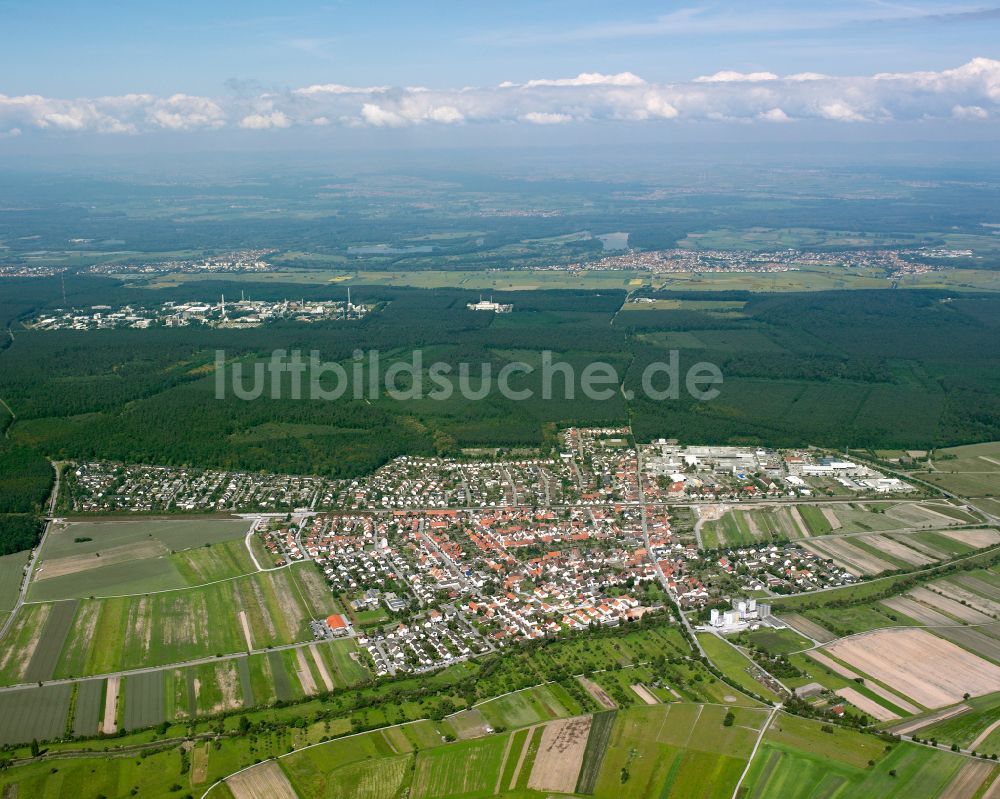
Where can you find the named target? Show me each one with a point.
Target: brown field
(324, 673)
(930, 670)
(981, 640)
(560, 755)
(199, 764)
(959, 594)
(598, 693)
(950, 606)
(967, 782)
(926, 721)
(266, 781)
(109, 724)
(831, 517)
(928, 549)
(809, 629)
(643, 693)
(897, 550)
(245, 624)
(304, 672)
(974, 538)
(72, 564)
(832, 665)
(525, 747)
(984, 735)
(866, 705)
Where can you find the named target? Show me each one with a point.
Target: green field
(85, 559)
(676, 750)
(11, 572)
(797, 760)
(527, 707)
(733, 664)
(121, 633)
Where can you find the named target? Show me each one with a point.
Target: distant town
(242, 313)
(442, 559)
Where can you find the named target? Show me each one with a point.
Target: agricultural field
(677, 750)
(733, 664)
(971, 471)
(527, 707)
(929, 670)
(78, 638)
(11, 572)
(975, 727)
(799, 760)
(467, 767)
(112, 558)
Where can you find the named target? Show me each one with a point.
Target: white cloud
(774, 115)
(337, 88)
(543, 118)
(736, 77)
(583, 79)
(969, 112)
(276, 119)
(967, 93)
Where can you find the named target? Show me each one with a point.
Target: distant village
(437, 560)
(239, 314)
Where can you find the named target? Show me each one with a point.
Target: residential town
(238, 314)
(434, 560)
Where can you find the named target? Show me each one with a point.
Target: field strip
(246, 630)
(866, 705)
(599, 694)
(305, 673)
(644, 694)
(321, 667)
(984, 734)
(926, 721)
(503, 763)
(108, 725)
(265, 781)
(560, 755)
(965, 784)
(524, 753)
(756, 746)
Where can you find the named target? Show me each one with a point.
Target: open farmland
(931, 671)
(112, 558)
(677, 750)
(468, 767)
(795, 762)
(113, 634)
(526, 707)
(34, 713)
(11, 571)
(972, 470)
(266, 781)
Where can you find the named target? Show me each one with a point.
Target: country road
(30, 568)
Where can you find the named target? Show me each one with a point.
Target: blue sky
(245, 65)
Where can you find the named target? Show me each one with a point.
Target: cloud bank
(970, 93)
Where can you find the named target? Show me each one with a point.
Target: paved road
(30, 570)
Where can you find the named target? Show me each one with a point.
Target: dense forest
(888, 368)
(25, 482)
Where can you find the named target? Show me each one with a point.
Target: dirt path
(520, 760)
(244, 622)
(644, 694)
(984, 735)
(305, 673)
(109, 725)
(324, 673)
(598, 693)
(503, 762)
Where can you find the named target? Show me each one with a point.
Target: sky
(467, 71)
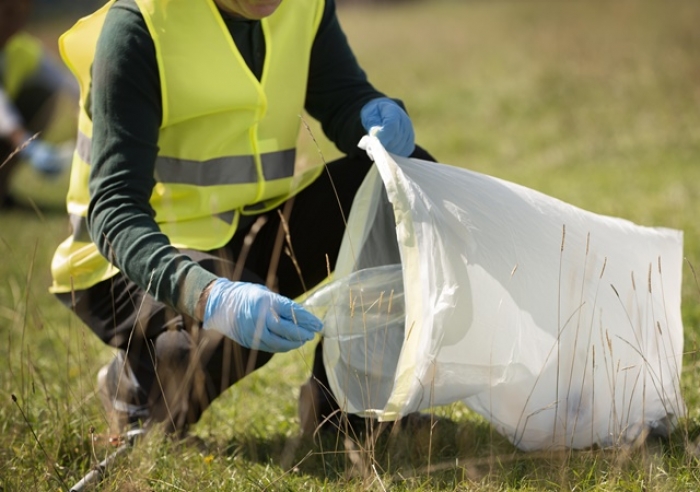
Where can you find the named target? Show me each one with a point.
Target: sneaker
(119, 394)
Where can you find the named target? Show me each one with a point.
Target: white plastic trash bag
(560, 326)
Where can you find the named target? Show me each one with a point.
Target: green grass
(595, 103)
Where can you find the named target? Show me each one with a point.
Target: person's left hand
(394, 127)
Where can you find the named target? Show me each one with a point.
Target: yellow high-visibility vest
::::::::::
Instructions to follow: Your task is to repeat the material above exactly, without its pictures.

Answer in full:
Where can you find the named target? Show me each one with a point.
Target: brown field
(324, 673)
(930, 670)
(981, 640)
(560, 755)
(199, 764)
(959, 594)
(598, 693)
(950, 606)
(967, 782)
(926, 721)
(266, 781)
(109, 724)
(831, 517)
(928, 549)
(809, 629)
(643, 693)
(897, 550)
(245, 624)
(304, 672)
(974, 538)
(72, 564)
(832, 665)
(525, 747)
(984, 735)
(866, 705)
Where can you find the named target? Show me each one with a point.
Target: green field
(85, 559)
(676, 750)
(11, 572)
(797, 760)
(527, 707)
(733, 664)
(121, 633)
Where can you find the named target? Show me each one with a point.
Target: distant town
(242, 313)
(442, 559)
Where can you find the named target? Show me each one with a point.
Target: agricultural field
(677, 750)
(733, 664)
(971, 471)
(527, 707)
(929, 670)
(78, 638)
(11, 572)
(975, 727)
(799, 760)
(467, 767)
(112, 558)
Where can you find the named target? Show me each one with a point.
Target: white cloud
(774, 115)
(337, 88)
(543, 118)
(736, 77)
(583, 79)
(969, 112)
(276, 119)
(967, 93)
Where can you find the named target? Show me each one with a point.
Target: distant village
(437, 560)
(239, 314)
Where can you find the named target? Show me each one with a point.
Target: residential town
(238, 314)
(434, 560)
Where can you find the named target? Show me each one with a point.
Target: field strip
(246, 630)
(866, 705)
(599, 694)
(305, 673)
(644, 694)
(321, 667)
(984, 734)
(926, 721)
(503, 763)
(108, 725)
(265, 781)
(560, 755)
(965, 784)
(524, 753)
(756, 746)
Where can you find the named target? Show me each one with a point.
Target: open farmland
(931, 671)
(112, 558)
(677, 750)
(468, 767)
(795, 762)
(113, 634)
(526, 707)
(34, 713)
(11, 571)
(972, 470)
(266, 781)
Where can you find the named target? Show me each one with a point.
Target: country road
(30, 568)
Where can you find the named target? Show me each one with a point.
Target: blue sky
(245, 65)
Where can you find the named target? Show me each one with a point.
Target: cloud bank
(970, 93)
Where can you find the named target? Show me each one with a point.
Target: paved road
(30, 570)
Where can you find the named target? Show me each one with a point.
Target: dense forest
(888, 368)
(25, 482)
Where can you find the named target? Show me each one with a point.
Target: dirt path
(520, 760)
(244, 622)
(644, 694)
(984, 735)
(305, 673)
(109, 725)
(324, 673)
(598, 693)
(503, 762)
Where can you find the named target? Show me each one with a point.
Target: sky
(467, 71)
Where can you find the named target? Show me each one with a point.
Target: sneaker
(119, 394)
Where can you find the named target? Show me each one with a point.
Target: white plastic trash bag
(560, 326)
Where can you find the named target? Show me each one with a point.
Target: green grass
(595, 103)
Where can you find the named target? Show me each one with a point.
Target: person's left hand
(394, 127)
Where can you find the named target? Show me each one with a point.
Target: yellow high-visibility vest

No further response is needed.